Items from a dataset
- - - -

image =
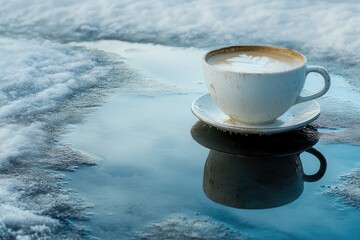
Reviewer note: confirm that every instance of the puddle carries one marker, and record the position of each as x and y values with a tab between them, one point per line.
149	180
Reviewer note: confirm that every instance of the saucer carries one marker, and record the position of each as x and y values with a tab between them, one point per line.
297	116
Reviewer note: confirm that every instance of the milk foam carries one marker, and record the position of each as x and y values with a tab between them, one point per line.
254	62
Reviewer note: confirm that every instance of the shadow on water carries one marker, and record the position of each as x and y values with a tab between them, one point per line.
256	172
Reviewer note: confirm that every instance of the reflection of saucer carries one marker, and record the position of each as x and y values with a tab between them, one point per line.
297	116
281	144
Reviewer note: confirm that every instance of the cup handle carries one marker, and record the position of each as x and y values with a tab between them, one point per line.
322	169
326	76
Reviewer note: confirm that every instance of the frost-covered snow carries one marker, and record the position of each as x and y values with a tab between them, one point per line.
46	84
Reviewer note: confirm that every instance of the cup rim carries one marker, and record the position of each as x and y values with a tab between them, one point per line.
233	48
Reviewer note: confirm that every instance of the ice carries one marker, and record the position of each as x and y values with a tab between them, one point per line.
183	227
44	87
328	28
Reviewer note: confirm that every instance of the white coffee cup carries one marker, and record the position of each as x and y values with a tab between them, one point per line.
257	84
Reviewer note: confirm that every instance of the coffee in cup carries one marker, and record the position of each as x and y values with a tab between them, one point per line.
257	84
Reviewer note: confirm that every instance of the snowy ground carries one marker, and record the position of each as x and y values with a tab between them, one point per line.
47	82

- - - -

- Aim of the task -
Could you write out every line of the items above word for word, leaving the pictures out?

- Response -
image =
Reviewer note: confirm that every instance of the puddle carries one marker, and record the position of each as x and y values with a tab between them, one point per line.
149	180
Reviewer note: confirm that every instance of the saucer carries one marker, and record the position of each as x and y values with a tab between them, one point per line.
297	116
Reviewer note: confirm that every instance of the milk foam carries one marker, and record the position of each as x and y values with a tab between them, one point per line.
254	62
Reviewer note: confirm that every instance of the shadow on water carries one marker, and record the position of each as x and y values with a tab between them, one point per line.
256	172
Reviewer note: confirm that every instance of the reflection of saucer carries one marker, and record the position of each as x and y values with a tab between them, one point per line.
297	116
281	144
Reviewer note: confirm that every instance of the cup handle carries one marker, and record the position of each as x and y values with a tab between them, one point per line.
322	169
326	76
Reviewer note: confirm that every instance of the frost-covered snow carries one marker, and record the position of each as x and y values with a tab between them, one point per line.
46	84
Reviewer note: confirm that every instance of the cup rim carries one marker, and record the position of each as x and y values with a tab between them, one point per line.
233	48
Reviewer note: confirm that every instance of the ice carries one marker, and record the position of each as x and y values with a tab between them, one point per line.
183	227
44	87
328	28
Reviewer note: confirm that every instance of the white coffee cup carries one marker, and record the position of each as x and y values with a tab between them, one point per line.
257	84
Reviewer note: confirm that every instance of the coffee in cup carries one marker, and record the position of each as x and y values with a tab between them, one point per line.
257	84
Reviewer note: confirm that every instance of the snowy ground carries one marker, and record the position of each as x and y values with a tab between them, one point per line.
47	82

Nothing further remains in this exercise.